***** Data *****

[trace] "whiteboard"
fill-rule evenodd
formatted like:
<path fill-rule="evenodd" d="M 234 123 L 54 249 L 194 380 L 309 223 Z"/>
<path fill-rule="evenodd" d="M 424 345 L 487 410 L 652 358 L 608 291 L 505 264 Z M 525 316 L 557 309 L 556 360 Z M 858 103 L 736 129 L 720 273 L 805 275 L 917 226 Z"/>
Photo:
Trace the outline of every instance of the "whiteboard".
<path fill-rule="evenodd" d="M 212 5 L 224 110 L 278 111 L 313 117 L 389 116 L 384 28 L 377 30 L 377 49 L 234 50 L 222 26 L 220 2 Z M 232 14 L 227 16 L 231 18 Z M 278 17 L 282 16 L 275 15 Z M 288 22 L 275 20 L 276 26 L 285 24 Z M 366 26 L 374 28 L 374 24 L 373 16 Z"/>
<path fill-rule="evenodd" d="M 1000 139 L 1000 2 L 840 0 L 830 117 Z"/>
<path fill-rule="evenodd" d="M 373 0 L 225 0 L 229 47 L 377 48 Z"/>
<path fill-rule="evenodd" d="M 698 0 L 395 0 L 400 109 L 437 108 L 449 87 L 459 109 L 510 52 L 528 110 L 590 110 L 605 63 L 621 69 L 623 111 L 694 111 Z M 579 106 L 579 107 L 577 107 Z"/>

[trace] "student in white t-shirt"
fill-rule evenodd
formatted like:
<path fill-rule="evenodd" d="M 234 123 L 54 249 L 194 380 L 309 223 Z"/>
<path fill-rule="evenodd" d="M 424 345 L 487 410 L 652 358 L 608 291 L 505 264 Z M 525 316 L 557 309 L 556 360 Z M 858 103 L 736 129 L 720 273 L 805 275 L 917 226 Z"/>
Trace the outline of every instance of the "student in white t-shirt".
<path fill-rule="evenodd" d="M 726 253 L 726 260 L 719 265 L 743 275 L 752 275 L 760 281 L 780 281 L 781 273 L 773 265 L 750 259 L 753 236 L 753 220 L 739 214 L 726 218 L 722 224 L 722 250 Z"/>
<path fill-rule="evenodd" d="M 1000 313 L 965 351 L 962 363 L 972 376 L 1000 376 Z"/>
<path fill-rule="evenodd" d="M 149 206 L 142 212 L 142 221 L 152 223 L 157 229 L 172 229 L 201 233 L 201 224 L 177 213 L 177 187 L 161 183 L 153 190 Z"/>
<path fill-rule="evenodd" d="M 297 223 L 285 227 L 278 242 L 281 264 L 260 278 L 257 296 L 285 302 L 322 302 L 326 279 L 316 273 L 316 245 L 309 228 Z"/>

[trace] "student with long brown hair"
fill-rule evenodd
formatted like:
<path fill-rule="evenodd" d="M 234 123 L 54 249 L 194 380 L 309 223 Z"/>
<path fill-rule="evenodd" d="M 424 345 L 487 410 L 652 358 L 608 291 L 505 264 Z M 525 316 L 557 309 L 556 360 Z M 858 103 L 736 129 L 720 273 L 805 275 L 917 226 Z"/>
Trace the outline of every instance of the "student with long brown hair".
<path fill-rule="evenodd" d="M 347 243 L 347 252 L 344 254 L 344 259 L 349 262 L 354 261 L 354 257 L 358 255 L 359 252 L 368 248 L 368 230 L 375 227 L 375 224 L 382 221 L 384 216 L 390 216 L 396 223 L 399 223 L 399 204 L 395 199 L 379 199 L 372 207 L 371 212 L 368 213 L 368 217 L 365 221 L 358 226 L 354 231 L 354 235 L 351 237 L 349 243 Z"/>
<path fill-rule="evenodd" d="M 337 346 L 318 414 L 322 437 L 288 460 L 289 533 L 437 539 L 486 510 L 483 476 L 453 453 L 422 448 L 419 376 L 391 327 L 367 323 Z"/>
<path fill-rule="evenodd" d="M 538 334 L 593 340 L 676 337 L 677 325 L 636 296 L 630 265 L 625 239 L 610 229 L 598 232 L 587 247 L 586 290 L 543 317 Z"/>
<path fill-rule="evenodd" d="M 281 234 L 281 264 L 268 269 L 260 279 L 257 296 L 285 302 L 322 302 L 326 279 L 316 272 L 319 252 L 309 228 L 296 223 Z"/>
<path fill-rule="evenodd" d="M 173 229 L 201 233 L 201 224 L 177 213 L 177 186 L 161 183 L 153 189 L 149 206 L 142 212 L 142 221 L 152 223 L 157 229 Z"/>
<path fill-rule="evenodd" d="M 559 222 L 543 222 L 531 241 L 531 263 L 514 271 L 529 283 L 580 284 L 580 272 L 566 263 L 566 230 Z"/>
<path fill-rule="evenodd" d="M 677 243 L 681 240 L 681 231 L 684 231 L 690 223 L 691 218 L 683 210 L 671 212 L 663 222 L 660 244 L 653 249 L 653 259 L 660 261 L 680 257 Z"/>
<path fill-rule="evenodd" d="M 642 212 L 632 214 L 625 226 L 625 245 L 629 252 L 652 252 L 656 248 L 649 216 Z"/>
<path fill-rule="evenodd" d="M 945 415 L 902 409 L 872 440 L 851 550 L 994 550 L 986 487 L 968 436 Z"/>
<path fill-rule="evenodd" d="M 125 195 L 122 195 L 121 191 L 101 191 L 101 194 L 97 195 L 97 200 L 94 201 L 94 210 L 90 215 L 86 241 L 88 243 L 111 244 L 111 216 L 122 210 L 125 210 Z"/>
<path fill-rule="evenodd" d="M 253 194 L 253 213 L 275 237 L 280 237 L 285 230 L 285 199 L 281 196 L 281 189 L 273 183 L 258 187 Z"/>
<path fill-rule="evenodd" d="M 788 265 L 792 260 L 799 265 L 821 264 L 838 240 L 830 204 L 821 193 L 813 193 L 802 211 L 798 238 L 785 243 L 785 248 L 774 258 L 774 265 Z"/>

*****

* [Task item]
Please output all the lines above exactly as given.

* [Answer for this exercise]
[trace] "whiteboard"
fill-rule evenodd
formatted like:
<path fill-rule="evenodd" d="M 234 123 L 54 249 L 194 380 L 309 223 Z"/>
<path fill-rule="evenodd" d="M 424 345 L 487 410 L 652 358 L 608 291 L 505 264 Z M 525 316 L 557 309 L 556 360 Z M 858 103 L 736 129 L 720 273 L 805 275 L 917 226 Z"/>
Photo:
Trace the outline of every instance of the "whiteboard".
<path fill-rule="evenodd" d="M 212 5 L 224 110 L 278 111 L 313 117 L 389 116 L 384 28 L 377 30 L 377 49 L 234 50 L 222 26 L 220 2 Z M 232 14 L 227 16 L 231 18 Z M 278 17 L 282 16 L 275 15 Z M 288 22 L 275 20 L 276 26 L 285 24 Z M 366 26 L 374 28 L 374 24 L 373 16 Z"/>
<path fill-rule="evenodd" d="M 1000 139 L 1000 2 L 840 0 L 830 117 Z"/>
<path fill-rule="evenodd" d="M 373 0 L 225 0 L 229 47 L 377 48 Z"/>
<path fill-rule="evenodd" d="M 698 0 L 395 0 L 400 109 L 437 108 L 449 87 L 459 109 L 510 52 L 528 110 L 590 110 L 605 63 L 621 69 L 623 111 L 694 111 Z M 579 106 L 579 107 L 577 107 Z"/>

[trace] "student in white t-shirt"
fill-rule evenodd
formatted like:
<path fill-rule="evenodd" d="M 234 123 L 54 249 L 194 380 L 309 223 Z"/>
<path fill-rule="evenodd" d="M 424 345 L 487 410 L 652 358 L 608 291 L 505 264 Z M 525 316 L 557 309 L 556 360 Z M 858 103 L 736 129 L 720 273 L 805 275 L 917 226 Z"/>
Trace the outline of every instance of the "student in white t-shirt".
<path fill-rule="evenodd" d="M 726 253 L 726 260 L 719 265 L 743 275 L 752 275 L 760 281 L 780 281 L 781 273 L 773 265 L 750 259 L 753 236 L 753 220 L 739 214 L 726 218 L 722 224 L 722 250 Z"/>
<path fill-rule="evenodd" d="M 1000 313 L 965 351 L 962 363 L 972 376 L 1000 376 Z"/>
<path fill-rule="evenodd" d="M 149 206 L 142 212 L 142 221 L 152 223 L 157 229 L 172 229 L 201 233 L 201 224 L 177 213 L 177 187 L 161 183 L 153 190 Z"/>
<path fill-rule="evenodd" d="M 297 223 L 285 227 L 278 242 L 281 264 L 260 278 L 257 296 L 285 302 L 322 302 L 326 279 L 316 273 L 316 245 L 309 228 Z"/>

[trace] "student with long brown hair"
fill-rule evenodd
formatted like:
<path fill-rule="evenodd" d="M 234 123 L 54 249 L 194 380 L 309 223 Z"/>
<path fill-rule="evenodd" d="M 424 345 L 487 410 L 652 358 L 608 291 L 505 264 Z M 525 316 L 557 309 L 556 360 Z M 858 103 L 736 129 L 720 273 L 805 275 L 917 226 Z"/>
Trace the outline of every instance of the "student with long brown hair".
<path fill-rule="evenodd" d="M 347 243 L 347 252 L 344 254 L 344 259 L 349 262 L 354 261 L 354 257 L 358 255 L 359 252 L 368 248 L 368 230 L 375 227 L 375 224 L 382 221 L 384 216 L 390 216 L 396 223 L 399 223 L 399 204 L 395 199 L 379 199 L 372 207 L 371 212 L 368 213 L 368 217 L 365 221 L 358 226 L 354 231 L 354 235 L 351 237 L 349 243 Z"/>
<path fill-rule="evenodd" d="M 337 346 L 318 414 L 322 437 L 288 460 L 289 533 L 437 539 L 486 510 L 483 476 L 453 453 L 422 448 L 419 376 L 391 327 L 367 323 Z"/>
<path fill-rule="evenodd" d="M 538 334 L 593 340 L 676 337 L 677 325 L 636 296 L 630 265 L 625 239 L 610 229 L 598 232 L 587 247 L 586 290 L 543 317 Z"/>
<path fill-rule="evenodd" d="M 281 234 L 281 264 L 268 269 L 260 279 L 257 296 L 285 302 L 322 302 L 326 279 L 316 272 L 319 252 L 309 228 L 296 223 Z"/>
<path fill-rule="evenodd" d="M 173 229 L 201 233 L 201 224 L 177 213 L 177 186 L 161 183 L 153 189 L 149 206 L 142 212 L 142 221 L 152 223 L 157 229 Z"/>
<path fill-rule="evenodd" d="M 559 222 L 543 222 L 531 241 L 531 263 L 514 271 L 529 283 L 580 284 L 580 272 L 566 263 L 566 230 Z"/>
<path fill-rule="evenodd" d="M 677 243 L 681 240 L 681 231 L 684 231 L 690 223 L 691 218 L 683 210 L 671 212 L 663 222 L 660 244 L 653 249 L 653 259 L 660 261 L 680 257 Z"/>
<path fill-rule="evenodd" d="M 642 212 L 632 214 L 625 226 L 625 245 L 629 252 L 652 252 L 656 248 L 649 216 Z"/>
<path fill-rule="evenodd" d="M 945 415 L 902 409 L 872 440 L 851 550 L 994 550 L 986 487 L 968 436 Z"/>
<path fill-rule="evenodd" d="M 125 195 L 122 195 L 121 191 L 101 191 L 101 194 L 97 195 L 97 200 L 94 201 L 94 210 L 90 215 L 86 241 L 88 243 L 111 244 L 111 216 L 122 210 L 125 210 Z"/>
<path fill-rule="evenodd" d="M 253 194 L 253 213 L 275 237 L 280 237 L 285 230 L 285 199 L 281 196 L 281 189 L 273 183 L 258 187 Z"/>
<path fill-rule="evenodd" d="M 788 265 L 792 260 L 799 265 L 821 264 L 838 240 L 830 204 L 821 193 L 813 193 L 802 211 L 798 238 L 785 243 L 785 248 L 774 258 L 774 265 Z"/>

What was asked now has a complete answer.